[Object position labeling entries]

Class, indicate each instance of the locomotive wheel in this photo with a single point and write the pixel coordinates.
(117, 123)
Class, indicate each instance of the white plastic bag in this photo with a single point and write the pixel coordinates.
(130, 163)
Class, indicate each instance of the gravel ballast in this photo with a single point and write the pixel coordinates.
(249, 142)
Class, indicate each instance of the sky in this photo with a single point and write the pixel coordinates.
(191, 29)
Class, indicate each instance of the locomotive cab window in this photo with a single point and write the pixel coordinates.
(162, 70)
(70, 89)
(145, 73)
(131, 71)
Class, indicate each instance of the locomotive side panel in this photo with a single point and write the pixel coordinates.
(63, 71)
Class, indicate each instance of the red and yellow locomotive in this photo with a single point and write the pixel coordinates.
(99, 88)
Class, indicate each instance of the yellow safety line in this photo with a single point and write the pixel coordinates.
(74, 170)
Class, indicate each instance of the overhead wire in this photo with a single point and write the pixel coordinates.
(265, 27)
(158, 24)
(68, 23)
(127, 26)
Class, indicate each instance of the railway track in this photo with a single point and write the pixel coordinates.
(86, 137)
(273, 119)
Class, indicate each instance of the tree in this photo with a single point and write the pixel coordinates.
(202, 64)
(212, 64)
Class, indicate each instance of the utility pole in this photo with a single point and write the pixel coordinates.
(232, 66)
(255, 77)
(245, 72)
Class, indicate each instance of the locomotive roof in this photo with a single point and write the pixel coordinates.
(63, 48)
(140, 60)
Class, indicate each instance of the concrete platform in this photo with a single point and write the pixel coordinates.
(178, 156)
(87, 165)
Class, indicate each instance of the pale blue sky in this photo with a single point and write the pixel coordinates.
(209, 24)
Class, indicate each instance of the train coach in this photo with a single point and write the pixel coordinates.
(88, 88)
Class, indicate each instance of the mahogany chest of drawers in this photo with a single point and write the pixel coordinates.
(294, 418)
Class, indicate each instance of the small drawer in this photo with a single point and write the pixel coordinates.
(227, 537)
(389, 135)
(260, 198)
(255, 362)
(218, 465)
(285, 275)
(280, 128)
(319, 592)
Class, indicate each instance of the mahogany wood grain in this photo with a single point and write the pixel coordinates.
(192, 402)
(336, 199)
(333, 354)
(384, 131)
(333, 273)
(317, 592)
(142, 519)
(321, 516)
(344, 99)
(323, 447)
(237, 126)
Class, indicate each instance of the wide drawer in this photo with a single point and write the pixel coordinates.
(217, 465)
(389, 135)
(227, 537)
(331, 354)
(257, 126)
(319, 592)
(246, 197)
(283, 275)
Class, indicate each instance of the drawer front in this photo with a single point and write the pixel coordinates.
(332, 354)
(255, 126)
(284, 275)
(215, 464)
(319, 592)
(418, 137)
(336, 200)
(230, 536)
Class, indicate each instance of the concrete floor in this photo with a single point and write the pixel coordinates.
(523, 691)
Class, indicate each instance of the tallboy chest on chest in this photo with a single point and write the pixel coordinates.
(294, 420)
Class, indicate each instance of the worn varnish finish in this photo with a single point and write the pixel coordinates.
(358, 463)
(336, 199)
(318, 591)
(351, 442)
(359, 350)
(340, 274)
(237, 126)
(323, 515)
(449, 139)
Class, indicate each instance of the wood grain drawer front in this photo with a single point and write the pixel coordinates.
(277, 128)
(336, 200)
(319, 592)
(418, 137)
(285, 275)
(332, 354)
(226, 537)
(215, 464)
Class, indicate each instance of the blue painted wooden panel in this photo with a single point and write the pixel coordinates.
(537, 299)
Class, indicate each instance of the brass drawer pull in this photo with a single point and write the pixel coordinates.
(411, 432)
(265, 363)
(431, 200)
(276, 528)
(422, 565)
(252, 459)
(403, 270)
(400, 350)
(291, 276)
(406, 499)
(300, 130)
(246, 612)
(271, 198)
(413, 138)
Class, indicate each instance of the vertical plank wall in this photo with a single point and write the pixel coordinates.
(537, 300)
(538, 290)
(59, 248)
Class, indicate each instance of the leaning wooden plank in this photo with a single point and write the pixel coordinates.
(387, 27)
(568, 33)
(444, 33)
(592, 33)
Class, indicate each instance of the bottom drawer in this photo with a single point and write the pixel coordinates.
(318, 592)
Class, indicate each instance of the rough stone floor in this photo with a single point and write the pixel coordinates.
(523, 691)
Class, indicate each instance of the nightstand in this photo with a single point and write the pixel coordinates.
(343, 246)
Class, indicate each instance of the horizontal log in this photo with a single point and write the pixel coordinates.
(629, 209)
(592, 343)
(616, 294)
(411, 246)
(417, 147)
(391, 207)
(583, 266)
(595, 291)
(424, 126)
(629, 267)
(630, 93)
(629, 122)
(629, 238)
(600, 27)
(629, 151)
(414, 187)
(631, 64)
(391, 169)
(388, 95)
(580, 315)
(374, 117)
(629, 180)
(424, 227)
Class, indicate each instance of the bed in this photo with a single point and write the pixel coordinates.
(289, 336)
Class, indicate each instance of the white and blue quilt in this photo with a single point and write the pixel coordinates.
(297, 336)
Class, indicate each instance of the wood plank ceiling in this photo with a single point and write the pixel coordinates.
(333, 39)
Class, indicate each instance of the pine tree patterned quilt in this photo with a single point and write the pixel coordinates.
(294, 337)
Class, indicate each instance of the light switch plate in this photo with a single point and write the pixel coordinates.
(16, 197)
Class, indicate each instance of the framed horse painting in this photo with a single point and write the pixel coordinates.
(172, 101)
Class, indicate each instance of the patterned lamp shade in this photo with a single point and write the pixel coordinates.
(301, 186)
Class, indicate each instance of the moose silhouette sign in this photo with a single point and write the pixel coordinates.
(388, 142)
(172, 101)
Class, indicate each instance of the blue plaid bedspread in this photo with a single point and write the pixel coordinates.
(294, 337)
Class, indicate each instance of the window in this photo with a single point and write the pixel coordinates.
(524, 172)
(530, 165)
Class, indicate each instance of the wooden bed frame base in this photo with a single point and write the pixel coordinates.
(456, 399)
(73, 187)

= WHAT IS EXPECTED =
Please repeat all the records above exactly as they appear.

= THE SOLUTION =
Class, indicate each instance of the locomotive wheel in this photo with a single point and write the pixel coordinates.
(117, 123)
Class, indicate each instance of the white plastic bag in this photo with a single point and write the pixel coordinates.
(130, 163)
Class, indicate each instance of the gravel ballast in this photo with a single point and write the pixel coordinates.
(249, 142)
Class, indicate each instance of the sky in this photo with a single point and write the pixel coordinates.
(191, 29)
Class, indicate each instance of the locomotive cab window in this photo with a single point and write the pixel coordinates.
(162, 70)
(70, 89)
(145, 73)
(131, 71)
Class, indicate each instance of the locomotive side panel in this photo with a single point and write the pixel coordinates.
(63, 71)
Class, indicate each instance of the red and yellow locomotive in this photo with a single point and write the pixel coordinates.
(99, 88)
Class, indicate each instance of the yellow safety line in this photo with a single point and write the pixel coordinates.
(74, 170)
Class, indicate each instance of the overhead wire in this photo with a single point and write the pixel coordinates.
(265, 27)
(158, 24)
(68, 23)
(127, 26)
Class, indicate each instance of the railway track in this photo with a single point and write the pixel coordinates.
(86, 137)
(273, 119)
Class, indicate each instance of the tree in this photo with a single point and write the pixel coordinates.
(202, 64)
(212, 64)
Class, indicate each instance of the utility pole in this photo with a single point and write the pixel coordinates.
(232, 66)
(255, 77)
(245, 72)
Class, indicate each instance of the locomotive roof in this photo with a single point and write the pixel coordinates.
(63, 48)
(140, 60)
Class, indicate each instance of the concrete platform in this photo with a single point and write the pixel coordinates.
(178, 156)
(87, 165)
Class, indicate each instance of the pale blue sky in this photo with a single point and write the pixel coordinates.
(209, 24)
Class, indicate each instance of the train coach in this photo with a single point and write the pixel coordinates.
(88, 88)
Class, indicate each instance of the mahogany chest of drawers in this photo with a single point and write the pixel coordinates.
(294, 418)
Class, indicate each instance of the small drawer in this photo with a single point and write the pixel coordinates.
(227, 537)
(389, 135)
(260, 198)
(255, 362)
(218, 465)
(285, 275)
(280, 128)
(319, 592)
Class, indicate each instance of the mahogany wood grain in this photo with a single point and write the pixel coordinates.
(192, 402)
(336, 199)
(333, 354)
(384, 131)
(333, 273)
(317, 592)
(142, 519)
(321, 516)
(344, 99)
(323, 447)
(237, 126)
Class, indicate each instance of the wide drawer in this photo with a single point and write the pixel coordinates.
(217, 465)
(389, 135)
(227, 537)
(331, 354)
(257, 126)
(319, 592)
(246, 197)
(283, 275)
Class, indicate each instance of the drawer front in this photo with a single point and write the pixel coordinates.
(332, 354)
(255, 126)
(284, 275)
(215, 464)
(319, 592)
(418, 137)
(336, 200)
(230, 536)
Class, indicate each instance of the concrete floor in this photo with a single point and write the pixel coordinates.
(523, 691)
Class, indicate each instance of the tallboy chest on chest in this photo with a single point and write the pixel coordinates.
(294, 420)
Class, indicate each instance of the worn varnish finish in this photo with a single point and write the pixel coordinates.
(358, 463)
(336, 199)
(318, 591)
(351, 442)
(359, 350)
(340, 274)
(237, 126)
(323, 515)
(449, 139)
Class, indicate each instance of the wood grain drawer front in this photo with a single point and write the pixel coordinates.
(277, 128)
(336, 200)
(319, 592)
(418, 137)
(285, 275)
(332, 354)
(226, 537)
(215, 464)
Class, indicate each instance of the blue painted wooden panel in this photo with a single point and write the pixel coordinates.
(537, 299)
Class, indicate each instance of the brass drawer pull in this photo with a single point and write the pixel coordinates.
(411, 432)
(265, 363)
(431, 200)
(276, 528)
(422, 565)
(252, 459)
(403, 270)
(400, 350)
(291, 276)
(406, 499)
(300, 130)
(246, 612)
(271, 198)
(413, 138)
Class, indicate each instance of the vertical plank wall in this photo with a single point and write the pixel coordinates.
(537, 300)
(538, 290)
(59, 248)
Class, indicate each instance of the leaning wooden plank in this photo with a single point and write the pixel coordinates.
(387, 27)
(568, 33)
(444, 33)
(592, 33)
Class, indicate each instance of the bottom drawer in this photo with a single point and write the pixel coordinates.
(318, 592)
Class, indicate each instance of the rough stone floor in this photo with a single point and write the pixel coordinates.
(523, 691)
Class, indicate each instance of the nightstand in this photo with a single point and write the pixel coordinates.
(343, 246)
Class, indicate each instance of the horizontal log in this photo with a single point and write the pixel coordinates.
(629, 209)
(592, 343)
(616, 294)
(411, 246)
(417, 147)
(391, 207)
(583, 266)
(595, 291)
(424, 126)
(629, 267)
(630, 93)
(629, 122)
(629, 238)
(600, 27)
(629, 151)
(414, 187)
(631, 64)
(391, 169)
(388, 95)
(580, 315)
(374, 117)
(629, 180)
(424, 227)
Class, indicate each instance of the bed in this photo with a single point and write the pixel coordinates.
(289, 336)
Class, indicate each instance of the white and blue quilt in this photo with a single point and write the pixel coordinates.
(297, 336)
Class, indicate each instance of the wood plank ceiling in this photo with a single point and write the pixel coordinates.
(333, 39)
Class, indicate each instance of the pine tree patterned quilt in this photo with a single point and write the pixel coordinates.
(294, 337)
Class, indicate each instance of the light switch plate in this photo with a single point and write the pixel coordinates.
(16, 197)
Class, indicate each instance of the framed horse painting in this photo with a single point and write the pixel coordinates.
(172, 101)
Class, indicate each instance of the patterned lamp shade in this photo with a single point and write the pixel coordinates.
(301, 186)
Class, indicate each instance of the moose silhouette sign in this photo with a single point and write the pixel coordinates.
(388, 142)
(172, 101)
Class, indicate each instance of the blue plaid bedspread in this photo with a single point and write the pixel coordinates.
(294, 337)
Class, indicate each instance of the window in this photo with a single point and write the pixel coordinates.
(524, 172)
(530, 165)
Class, indicate each instance of the wooden bed frame base in this photo with a single point and write the pixel coordinates.
(456, 399)
(73, 187)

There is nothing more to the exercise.